*TASK DESCRIPTION:* The answer must be an exact copy of the entries that follow, with all images removed.

*DATA IN THIS EXERCISE:*
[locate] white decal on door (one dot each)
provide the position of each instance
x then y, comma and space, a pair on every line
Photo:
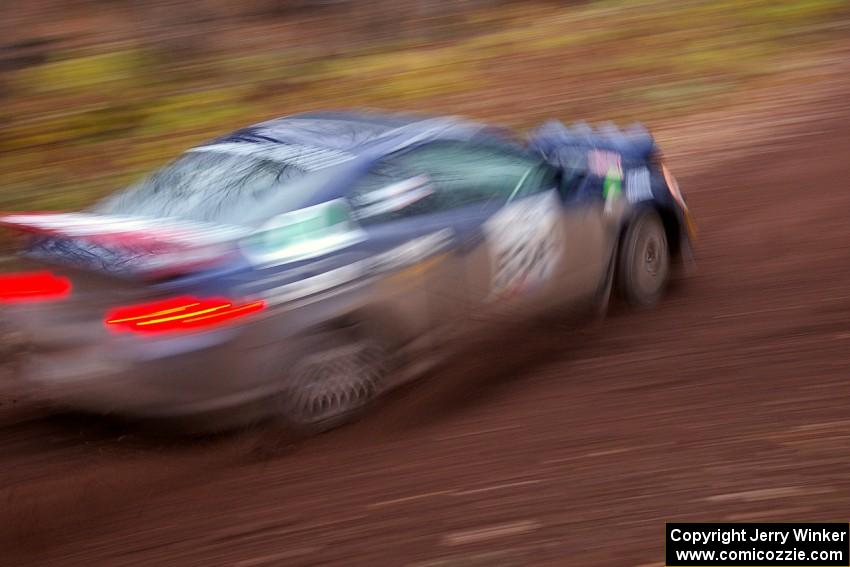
525, 245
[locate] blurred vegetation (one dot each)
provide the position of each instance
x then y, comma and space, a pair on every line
114, 89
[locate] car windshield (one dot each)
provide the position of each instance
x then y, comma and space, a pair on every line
226, 183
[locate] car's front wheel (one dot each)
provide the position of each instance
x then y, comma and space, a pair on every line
643, 266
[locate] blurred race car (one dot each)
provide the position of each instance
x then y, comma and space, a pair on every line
301, 267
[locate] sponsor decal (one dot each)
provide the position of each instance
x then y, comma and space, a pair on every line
638, 185
607, 164
525, 245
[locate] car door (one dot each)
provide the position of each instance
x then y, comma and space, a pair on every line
525, 247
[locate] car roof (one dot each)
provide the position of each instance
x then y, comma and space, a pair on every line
361, 132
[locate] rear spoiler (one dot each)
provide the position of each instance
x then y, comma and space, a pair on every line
125, 245
554, 138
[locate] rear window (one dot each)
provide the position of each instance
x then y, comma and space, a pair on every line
228, 183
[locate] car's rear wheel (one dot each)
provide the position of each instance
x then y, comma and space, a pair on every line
643, 267
338, 376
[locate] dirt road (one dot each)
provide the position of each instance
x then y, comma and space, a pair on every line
561, 447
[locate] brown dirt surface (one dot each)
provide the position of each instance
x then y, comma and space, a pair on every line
552, 446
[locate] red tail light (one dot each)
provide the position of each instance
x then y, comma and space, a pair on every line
181, 313
33, 286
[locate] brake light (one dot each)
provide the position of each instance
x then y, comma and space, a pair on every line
181, 313
33, 286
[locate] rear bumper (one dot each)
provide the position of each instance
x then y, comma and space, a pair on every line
180, 377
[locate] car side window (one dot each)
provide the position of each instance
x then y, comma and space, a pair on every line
447, 175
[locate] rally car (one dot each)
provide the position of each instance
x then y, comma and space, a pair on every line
301, 267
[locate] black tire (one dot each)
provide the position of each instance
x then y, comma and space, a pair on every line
643, 263
338, 376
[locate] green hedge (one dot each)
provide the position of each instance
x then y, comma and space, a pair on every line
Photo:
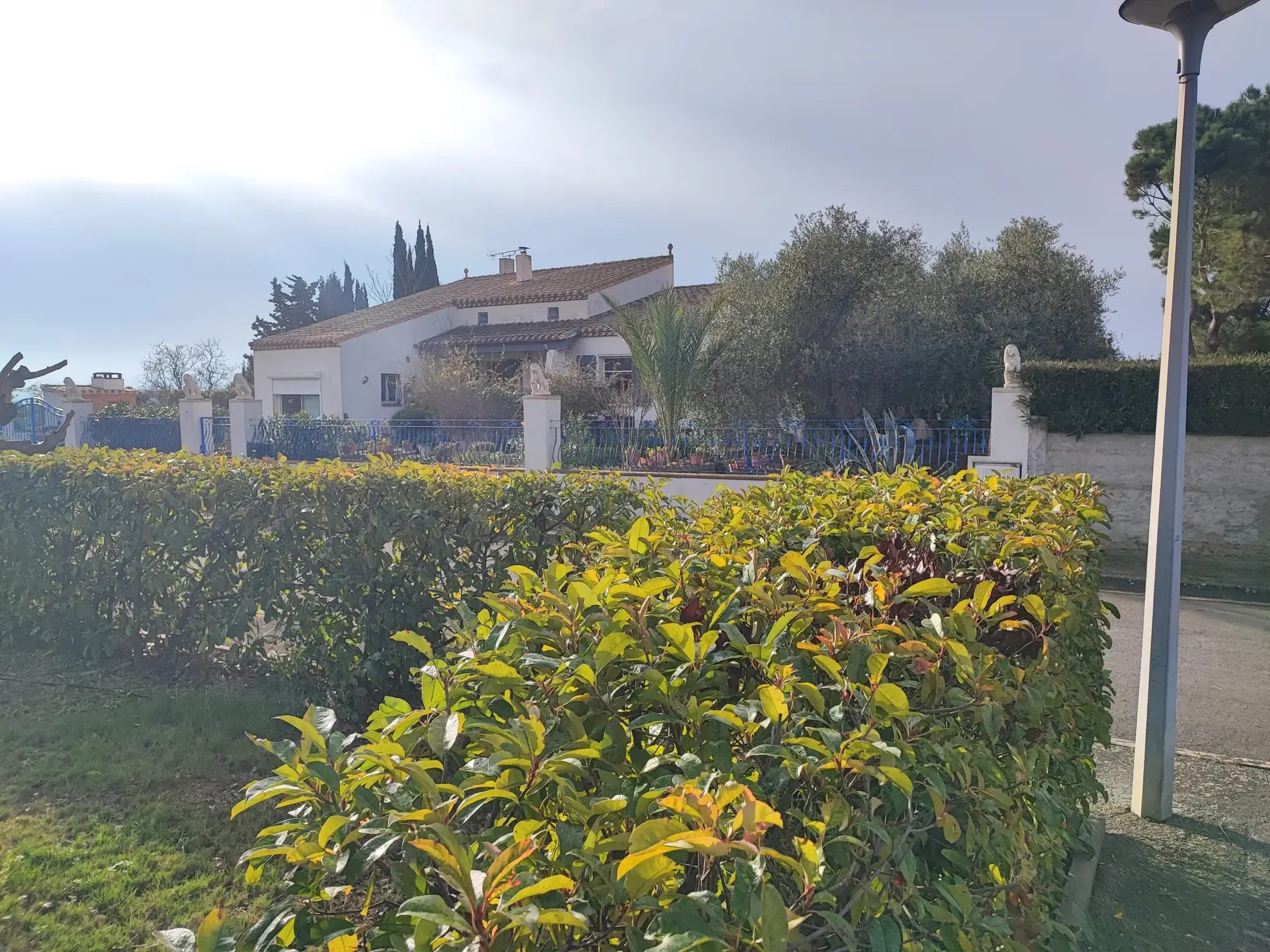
111, 553
1227, 396
827, 714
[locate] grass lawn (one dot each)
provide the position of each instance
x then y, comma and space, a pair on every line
1201, 881
115, 800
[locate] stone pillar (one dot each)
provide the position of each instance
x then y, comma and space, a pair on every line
78, 431
541, 431
1010, 438
192, 413
246, 414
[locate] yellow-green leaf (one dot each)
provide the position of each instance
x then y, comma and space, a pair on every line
774, 926
552, 884
500, 669
899, 778
1035, 607
929, 588
329, 826
774, 702
892, 697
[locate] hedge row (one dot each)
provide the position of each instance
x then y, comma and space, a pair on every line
829, 714
112, 553
1227, 396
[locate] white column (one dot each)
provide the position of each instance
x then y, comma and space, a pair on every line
541, 432
1012, 437
192, 413
78, 430
244, 417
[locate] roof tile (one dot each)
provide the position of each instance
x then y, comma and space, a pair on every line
553, 331
572, 283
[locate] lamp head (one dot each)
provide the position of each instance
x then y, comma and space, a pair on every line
1165, 13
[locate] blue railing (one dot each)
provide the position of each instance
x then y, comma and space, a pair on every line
752, 448
215, 435
133, 433
464, 442
35, 421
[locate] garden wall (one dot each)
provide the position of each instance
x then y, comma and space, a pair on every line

*COMPLETED TASK:*
[locate] white decal on door (one dot each)
provide the position of each instance
x then y, comma and space, a pair on every line
Photo:
525, 245
[locate] blurred vegetation (one dot each)
provide the position of each instance
x then y, comma and space, a pair on every line
114, 89
[locate] car windshield (one dot each)
provide the position of each instance
x then y, comma and space, a pair on every line
226, 183
[locate] car's front wheel (one dot each)
provide the position of each instance
x then y, comma and space, a pair on every line
643, 266
[locate] blurred race car (one dot each)
provide the position of each instance
x then y, comma and space, a pair on every line
301, 267
[locate] sponsor decal (one dot each)
provide the position of each instance
x then y, comma and space, a pair on every line
638, 185
607, 164
525, 245
[locate] car door (one dot each)
provide the position of each instance
x then y, comma and space, a pair on every line
525, 247
[locate] car roof (one dot each)
provide the position of each instance
x then y, comma and space, a pair on every line
361, 132
[locate] rear spoiler (one dot each)
provide the position of each instance
x then y, comma and space, a pair on every line
125, 245
554, 138
[locate] rear window (one dot each)
provide the position of each instance
x then y, comma and space, a pair on every line
228, 183
[locate] car's rear wheel (one dot each)
provide the position of each instance
x then y, comma and space, a pair on every line
643, 267
338, 376
[locate] dirt road (one dot each)
provide the position of each instance
x then y, comma and space, a pair on every line
561, 447
[locate] brown dirt surface (one dot each)
provide the position of each instance
x then y, comma and space, a pair on every line
552, 446
[locate] red tail light (one dot each)
provide the position of each instance
x then y, comma and space, a pair on every line
181, 313
33, 286
[locate] brake light (one dot each)
provide the position of each instance
x then y, comma and space, a pair on every line
181, 313
33, 286
[locate] rear bumper (one dot each)
provide the position of each instance
x then y, comma and space, a pair on every line
180, 377
[locate] car side window (one dot each)
provide the position of each instance
x then y, comma and space, a pair on every line
447, 175
[locate] rally car (one dot each)
provide the position of each instance
x then y, comma and space, a pair on every line
301, 267
[locate] black tire (one dot each)
provide the position of each instance
x then y, comma and space, a pair on every line
643, 263
338, 376
[locate] green hedge (one dot each)
provide the position of each instance
x then y, comma and space, a pair on every line
Photo:
111, 553
1227, 396
827, 714
[locate] grass lawn (one dot each)
provide the position of each instance
x then y, comma and space, a pair on every line
1201, 881
115, 800
[locate] stone pillar (one dot each)
provide the position of each instance
x then y, comma and space, a pair on every line
78, 431
541, 431
1010, 438
192, 413
246, 414
[locate] yellow-green leaf (one dot each)
provide the position of each instance
x then y, comma and space, a pair on every line
774, 926
552, 884
500, 669
899, 778
1035, 607
929, 588
329, 826
774, 702
892, 697
[locate] hedge row (one dot each)
provide the position of each instance
x then y, comma and space, a pair on every line
829, 714
112, 553
1227, 396
[locate] white column (one dot each)
provide the position of each instance
x then y, comma and space, a pair on every line
541, 432
1012, 437
192, 413
78, 430
244, 417
[locate] roof tile (one dot each)
provide the position of each instance
x then y, comma and space, a pair on every line
553, 331
572, 283
[locate] lamp head (one dot each)
provide the position of each instance
x then y, comma and space, a pair on every line
1165, 13
[locate] blue railing (one dot each)
provide the position of each instance
x then y, comma and space, a pair on every line
752, 448
215, 435
133, 433
464, 442
35, 421
[locate] garden wall (one dot each)
provide the position of each instance
x then y, comma and space, a pair on every line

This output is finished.